RECORDS SHOWN —

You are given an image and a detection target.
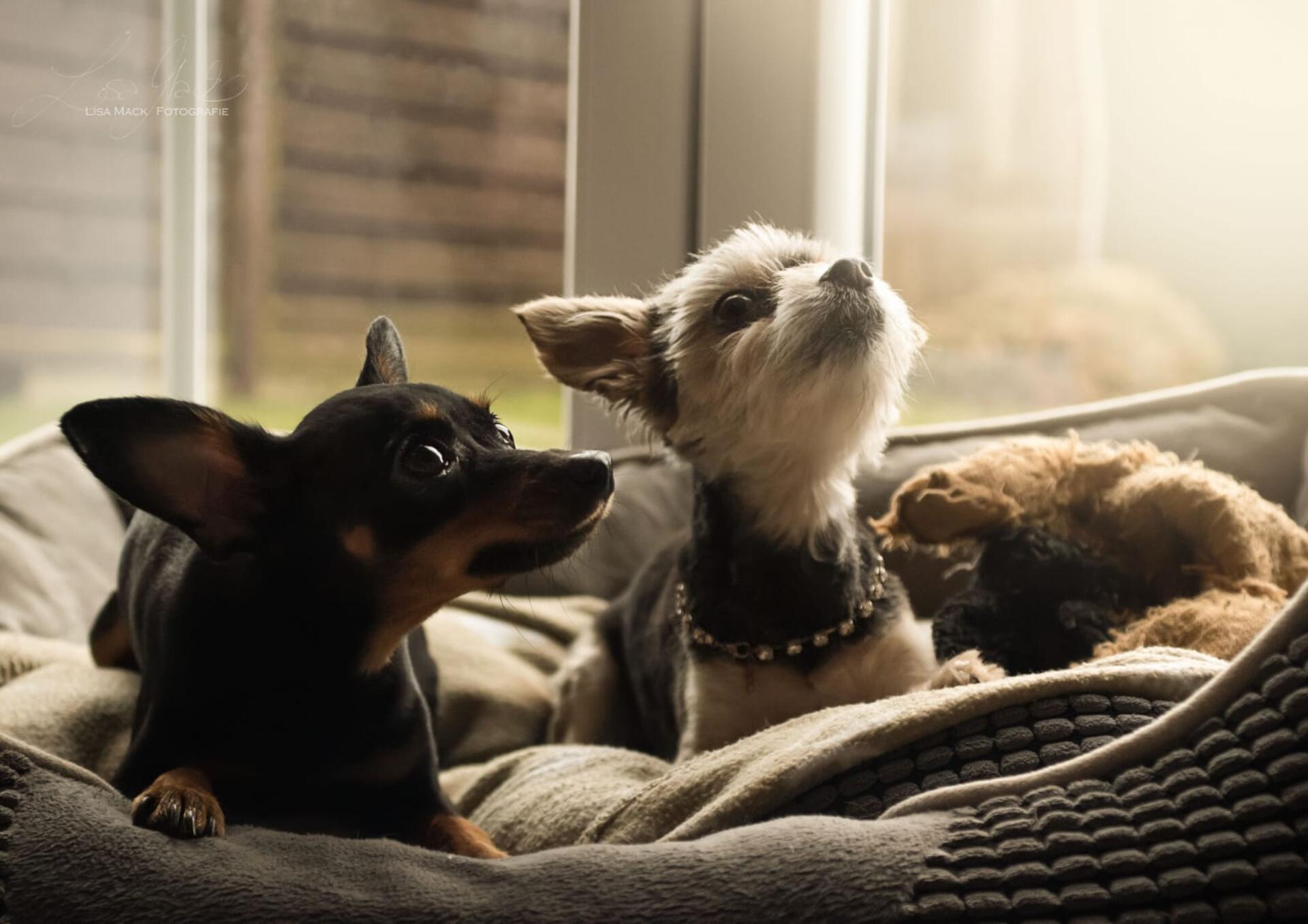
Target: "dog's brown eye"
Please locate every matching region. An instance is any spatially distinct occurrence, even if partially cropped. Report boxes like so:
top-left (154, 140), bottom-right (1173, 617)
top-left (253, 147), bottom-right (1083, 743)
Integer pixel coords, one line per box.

WORK REQUIRED — Put every line of the data above into a numbered list, skipping blank lines and leaving out the pictures.

FINAL ANSWER —
1. You are given an image and a detection target.
2. Target: "dog's brown eye"
3. Please locate every matching region. An instance is any spatially distinct occurrence, even if partially cropped. Report boxes like so:
4. top-left (154, 140), bottom-right (1173, 617)
5. top-left (253, 147), bottom-right (1083, 743)
6. Integer pixel coords, one line per box.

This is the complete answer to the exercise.